Rows from an annotation dataset:
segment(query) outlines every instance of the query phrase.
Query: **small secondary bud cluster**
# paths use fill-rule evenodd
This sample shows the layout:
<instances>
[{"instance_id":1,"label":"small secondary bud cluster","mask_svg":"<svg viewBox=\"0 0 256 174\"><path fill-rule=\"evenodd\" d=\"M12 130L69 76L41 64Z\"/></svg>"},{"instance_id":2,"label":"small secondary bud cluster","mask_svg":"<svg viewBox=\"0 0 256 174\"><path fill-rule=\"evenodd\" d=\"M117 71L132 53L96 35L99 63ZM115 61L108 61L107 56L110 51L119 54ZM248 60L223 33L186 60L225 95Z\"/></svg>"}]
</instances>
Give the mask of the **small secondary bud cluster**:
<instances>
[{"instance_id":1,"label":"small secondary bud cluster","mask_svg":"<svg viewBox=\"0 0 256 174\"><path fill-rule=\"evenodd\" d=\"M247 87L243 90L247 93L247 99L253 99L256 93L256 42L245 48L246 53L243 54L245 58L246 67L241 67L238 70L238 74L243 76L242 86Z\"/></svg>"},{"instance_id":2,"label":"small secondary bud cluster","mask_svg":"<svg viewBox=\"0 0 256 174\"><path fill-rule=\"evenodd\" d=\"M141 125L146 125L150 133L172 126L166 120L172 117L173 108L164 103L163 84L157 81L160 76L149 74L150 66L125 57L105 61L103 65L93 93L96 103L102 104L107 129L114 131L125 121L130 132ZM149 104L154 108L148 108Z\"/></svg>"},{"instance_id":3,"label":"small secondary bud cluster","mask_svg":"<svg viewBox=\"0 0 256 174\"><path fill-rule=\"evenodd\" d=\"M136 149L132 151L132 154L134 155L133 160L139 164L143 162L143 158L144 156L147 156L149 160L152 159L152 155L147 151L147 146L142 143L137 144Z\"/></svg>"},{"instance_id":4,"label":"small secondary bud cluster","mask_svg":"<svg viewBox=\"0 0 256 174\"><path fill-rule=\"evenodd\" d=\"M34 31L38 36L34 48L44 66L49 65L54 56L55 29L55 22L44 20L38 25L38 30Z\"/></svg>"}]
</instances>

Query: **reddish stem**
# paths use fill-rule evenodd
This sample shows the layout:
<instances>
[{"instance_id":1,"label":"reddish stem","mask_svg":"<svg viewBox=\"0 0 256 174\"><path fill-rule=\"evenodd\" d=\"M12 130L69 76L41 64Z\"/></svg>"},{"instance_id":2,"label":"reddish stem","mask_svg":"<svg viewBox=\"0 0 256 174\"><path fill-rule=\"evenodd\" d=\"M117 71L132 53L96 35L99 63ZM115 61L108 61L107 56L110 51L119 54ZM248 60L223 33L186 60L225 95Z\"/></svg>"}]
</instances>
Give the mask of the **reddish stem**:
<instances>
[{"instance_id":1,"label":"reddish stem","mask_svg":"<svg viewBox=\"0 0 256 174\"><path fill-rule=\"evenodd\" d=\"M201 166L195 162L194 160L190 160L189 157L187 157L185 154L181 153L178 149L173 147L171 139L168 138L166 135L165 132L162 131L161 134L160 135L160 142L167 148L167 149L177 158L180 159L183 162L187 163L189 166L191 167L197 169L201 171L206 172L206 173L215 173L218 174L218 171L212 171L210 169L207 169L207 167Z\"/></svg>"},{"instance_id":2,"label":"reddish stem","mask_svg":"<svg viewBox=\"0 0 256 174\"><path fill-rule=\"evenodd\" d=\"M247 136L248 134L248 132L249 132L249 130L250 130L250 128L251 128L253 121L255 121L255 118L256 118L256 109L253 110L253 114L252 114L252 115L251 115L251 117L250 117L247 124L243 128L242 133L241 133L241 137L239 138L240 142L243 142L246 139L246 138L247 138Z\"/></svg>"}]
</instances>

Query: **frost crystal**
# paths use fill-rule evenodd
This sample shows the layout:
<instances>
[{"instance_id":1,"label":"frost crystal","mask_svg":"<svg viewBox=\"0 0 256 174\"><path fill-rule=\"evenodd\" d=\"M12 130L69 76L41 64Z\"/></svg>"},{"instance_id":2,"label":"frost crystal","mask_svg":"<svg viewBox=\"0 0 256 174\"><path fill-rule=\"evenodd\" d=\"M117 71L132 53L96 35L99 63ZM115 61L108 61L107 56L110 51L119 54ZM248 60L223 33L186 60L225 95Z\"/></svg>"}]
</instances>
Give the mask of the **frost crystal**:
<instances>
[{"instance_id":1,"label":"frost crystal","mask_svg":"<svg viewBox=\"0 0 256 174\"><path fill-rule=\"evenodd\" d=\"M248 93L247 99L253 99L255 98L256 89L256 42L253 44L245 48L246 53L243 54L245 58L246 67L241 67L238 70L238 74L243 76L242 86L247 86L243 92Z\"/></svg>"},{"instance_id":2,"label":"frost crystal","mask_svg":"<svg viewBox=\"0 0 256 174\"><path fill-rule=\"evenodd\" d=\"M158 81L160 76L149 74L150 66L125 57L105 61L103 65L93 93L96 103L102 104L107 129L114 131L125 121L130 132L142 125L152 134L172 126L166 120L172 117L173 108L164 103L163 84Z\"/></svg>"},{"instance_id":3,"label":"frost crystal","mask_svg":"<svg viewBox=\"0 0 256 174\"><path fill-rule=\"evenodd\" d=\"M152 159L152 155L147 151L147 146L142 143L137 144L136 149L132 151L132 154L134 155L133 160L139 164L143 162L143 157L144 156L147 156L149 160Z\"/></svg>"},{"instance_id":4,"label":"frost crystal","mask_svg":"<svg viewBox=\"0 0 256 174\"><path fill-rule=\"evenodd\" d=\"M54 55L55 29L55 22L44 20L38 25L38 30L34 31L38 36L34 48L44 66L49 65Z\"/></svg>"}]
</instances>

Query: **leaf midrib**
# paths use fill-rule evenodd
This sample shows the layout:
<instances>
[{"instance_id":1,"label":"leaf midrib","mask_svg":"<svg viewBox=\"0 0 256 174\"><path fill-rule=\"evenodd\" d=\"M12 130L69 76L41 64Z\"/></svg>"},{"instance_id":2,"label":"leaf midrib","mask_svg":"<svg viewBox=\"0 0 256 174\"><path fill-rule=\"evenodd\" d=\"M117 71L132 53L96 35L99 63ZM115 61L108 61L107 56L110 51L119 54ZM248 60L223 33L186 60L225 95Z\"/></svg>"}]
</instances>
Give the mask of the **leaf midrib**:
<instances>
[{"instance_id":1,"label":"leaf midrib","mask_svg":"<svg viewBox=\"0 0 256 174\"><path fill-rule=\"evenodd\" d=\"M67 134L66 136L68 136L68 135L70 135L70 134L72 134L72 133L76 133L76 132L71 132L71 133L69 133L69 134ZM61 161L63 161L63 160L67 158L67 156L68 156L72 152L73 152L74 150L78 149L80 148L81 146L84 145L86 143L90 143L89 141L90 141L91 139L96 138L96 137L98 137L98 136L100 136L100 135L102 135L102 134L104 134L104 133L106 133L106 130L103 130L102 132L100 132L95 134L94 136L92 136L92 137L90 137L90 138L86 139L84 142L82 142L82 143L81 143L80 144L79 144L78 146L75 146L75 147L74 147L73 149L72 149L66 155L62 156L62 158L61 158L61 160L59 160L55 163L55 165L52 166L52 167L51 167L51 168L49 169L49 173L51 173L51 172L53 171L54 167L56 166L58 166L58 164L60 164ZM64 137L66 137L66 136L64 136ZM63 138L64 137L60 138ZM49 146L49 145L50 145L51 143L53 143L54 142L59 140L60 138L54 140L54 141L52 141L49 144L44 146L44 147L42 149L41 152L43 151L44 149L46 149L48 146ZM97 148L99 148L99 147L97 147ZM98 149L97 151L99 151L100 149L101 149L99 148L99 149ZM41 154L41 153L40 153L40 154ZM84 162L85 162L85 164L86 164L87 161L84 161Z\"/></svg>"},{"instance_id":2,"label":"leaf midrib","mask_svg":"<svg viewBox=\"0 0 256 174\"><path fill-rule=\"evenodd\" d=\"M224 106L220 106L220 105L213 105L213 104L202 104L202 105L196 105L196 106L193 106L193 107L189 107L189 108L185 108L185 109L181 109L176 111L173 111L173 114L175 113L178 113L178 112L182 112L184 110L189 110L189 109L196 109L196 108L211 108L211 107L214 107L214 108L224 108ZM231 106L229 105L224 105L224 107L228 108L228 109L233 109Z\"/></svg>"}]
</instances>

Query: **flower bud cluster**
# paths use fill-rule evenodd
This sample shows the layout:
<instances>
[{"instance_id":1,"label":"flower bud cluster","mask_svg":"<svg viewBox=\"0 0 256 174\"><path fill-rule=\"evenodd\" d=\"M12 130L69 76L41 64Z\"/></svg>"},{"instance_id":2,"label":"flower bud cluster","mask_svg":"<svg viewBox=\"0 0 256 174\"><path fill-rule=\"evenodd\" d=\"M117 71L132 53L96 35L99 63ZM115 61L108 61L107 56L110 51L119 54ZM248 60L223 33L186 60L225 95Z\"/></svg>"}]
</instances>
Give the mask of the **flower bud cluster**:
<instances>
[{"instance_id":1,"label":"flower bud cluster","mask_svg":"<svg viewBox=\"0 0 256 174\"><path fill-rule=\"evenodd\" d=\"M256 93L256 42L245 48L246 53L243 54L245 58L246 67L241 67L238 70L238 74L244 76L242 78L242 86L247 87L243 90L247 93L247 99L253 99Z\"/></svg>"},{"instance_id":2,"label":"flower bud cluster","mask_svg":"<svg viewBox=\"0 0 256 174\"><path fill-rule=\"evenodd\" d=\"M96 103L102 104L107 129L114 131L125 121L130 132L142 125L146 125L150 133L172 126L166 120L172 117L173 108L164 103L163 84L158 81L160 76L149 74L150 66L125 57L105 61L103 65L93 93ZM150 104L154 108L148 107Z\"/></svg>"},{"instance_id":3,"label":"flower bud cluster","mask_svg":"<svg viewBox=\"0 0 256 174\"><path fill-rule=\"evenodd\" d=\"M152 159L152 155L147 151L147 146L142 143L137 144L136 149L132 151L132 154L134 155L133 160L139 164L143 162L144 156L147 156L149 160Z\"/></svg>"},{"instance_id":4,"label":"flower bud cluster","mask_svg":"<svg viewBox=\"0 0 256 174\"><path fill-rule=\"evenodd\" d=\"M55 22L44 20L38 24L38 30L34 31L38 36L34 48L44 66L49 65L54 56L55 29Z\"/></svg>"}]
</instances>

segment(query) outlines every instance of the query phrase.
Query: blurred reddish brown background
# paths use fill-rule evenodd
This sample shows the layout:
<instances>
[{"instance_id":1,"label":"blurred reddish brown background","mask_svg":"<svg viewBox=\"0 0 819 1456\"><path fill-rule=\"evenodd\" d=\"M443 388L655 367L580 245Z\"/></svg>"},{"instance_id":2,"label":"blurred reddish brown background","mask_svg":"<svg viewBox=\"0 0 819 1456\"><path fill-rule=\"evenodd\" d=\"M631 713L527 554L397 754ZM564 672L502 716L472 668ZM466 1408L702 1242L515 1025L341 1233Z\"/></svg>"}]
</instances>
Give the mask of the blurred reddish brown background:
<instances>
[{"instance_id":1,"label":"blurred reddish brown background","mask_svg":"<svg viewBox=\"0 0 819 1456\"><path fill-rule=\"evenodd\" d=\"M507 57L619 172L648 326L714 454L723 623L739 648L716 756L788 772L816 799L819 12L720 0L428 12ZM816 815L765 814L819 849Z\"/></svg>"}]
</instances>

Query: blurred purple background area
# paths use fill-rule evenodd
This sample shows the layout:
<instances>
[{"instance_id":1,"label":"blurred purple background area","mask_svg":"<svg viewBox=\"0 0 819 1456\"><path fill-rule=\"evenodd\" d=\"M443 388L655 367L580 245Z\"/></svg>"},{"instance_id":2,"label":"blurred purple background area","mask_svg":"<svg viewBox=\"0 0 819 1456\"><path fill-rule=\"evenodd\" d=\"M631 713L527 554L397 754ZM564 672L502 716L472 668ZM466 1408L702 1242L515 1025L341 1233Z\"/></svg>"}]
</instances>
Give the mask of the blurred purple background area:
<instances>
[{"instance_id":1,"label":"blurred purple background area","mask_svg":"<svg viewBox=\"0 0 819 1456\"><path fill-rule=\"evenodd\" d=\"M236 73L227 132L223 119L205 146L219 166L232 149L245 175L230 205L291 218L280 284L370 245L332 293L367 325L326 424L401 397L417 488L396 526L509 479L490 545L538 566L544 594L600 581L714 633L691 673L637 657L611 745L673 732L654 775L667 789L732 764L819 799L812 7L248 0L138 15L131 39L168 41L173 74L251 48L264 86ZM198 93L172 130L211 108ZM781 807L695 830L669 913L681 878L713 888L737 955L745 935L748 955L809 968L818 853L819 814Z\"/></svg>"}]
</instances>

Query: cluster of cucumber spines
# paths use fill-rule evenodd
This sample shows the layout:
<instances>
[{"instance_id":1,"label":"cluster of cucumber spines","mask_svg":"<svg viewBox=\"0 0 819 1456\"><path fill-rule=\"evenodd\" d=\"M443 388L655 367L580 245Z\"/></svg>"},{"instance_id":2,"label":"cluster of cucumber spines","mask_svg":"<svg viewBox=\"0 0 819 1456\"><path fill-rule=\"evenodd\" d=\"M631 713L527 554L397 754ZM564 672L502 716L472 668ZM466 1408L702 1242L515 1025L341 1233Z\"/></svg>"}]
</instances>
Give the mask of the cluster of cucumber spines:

TASK DESCRIPTION: Return, unchanged, every line from the one containing "Query: blurred purple background area" through the last line of the rows, including both ends.

OUTPUT FOR THIS EXERCISE:
Query: blurred purple background area
# paths use fill-rule evenodd
This sample shows the layout:
<instances>
[{"instance_id":1,"label":"blurred purple background area","mask_svg":"<svg viewBox=\"0 0 819 1456\"><path fill-rule=\"evenodd\" d=\"M443 388L655 367L580 245Z\"/></svg>"},{"instance_id":2,"label":"blurred purple background area","mask_svg":"<svg viewBox=\"0 0 819 1456\"><path fill-rule=\"evenodd\" d=\"M631 713L527 554L397 754ZM564 672L502 716L472 668ZM466 1408L702 1242L515 1025L341 1233Z\"/></svg>"}]
</instances>
Give the mask of the blurred purple background area:
<instances>
[{"instance_id":1,"label":"blurred purple background area","mask_svg":"<svg viewBox=\"0 0 819 1456\"><path fill-rule=\"evenodd\" d=\"M236 73L227 132L223 119L205 146L219 166L232 149L245 175L230 205L291 218L280 284L370 245L332 293L367 325L326 424L401 397L417 488L396 526L509 479L490 545L538 566L544 594L600 581L714 633L691 673L637 657L611 745L673 732L654 775L667 789L732 764L819 799L812 7L248 0L138 15L131 39L168 41L173 74L251 48L264 86ZM198 93L172 130L211 108ZM781 807L695 830L669 913L681 878L713 888L737 955L745 935L748 955L809 968L818 853L819 814Z\"/></svg>"}]
</instances>

Query: cluster of cucumber spines
# paths use fill-rule evenodd
This sample shows the layout:
<instances>
[{"instance_id":1,"label":"cluster of cucumber spines","mask_svg":"<svg viewBox=\"0 0 819 1456\"><path fill-rule=\"evenodd\" d=\"M443 388L655 367L580 245Z\"/></svg>"},{"instance_id":2,"label":"cluster of cucumber spines","mask_svg":"<svg viewBox=\"0 0 819 1456\"><path fill-rule=\"evenodd\" d=\"M631 713L527 554L397 754ZM564 672L502 716L472 668ZM466 1408L702 1242L515 1025L341 1233Z\"/></svg>"}]
</instances>
Give the mask of the cluster of cucumber spines:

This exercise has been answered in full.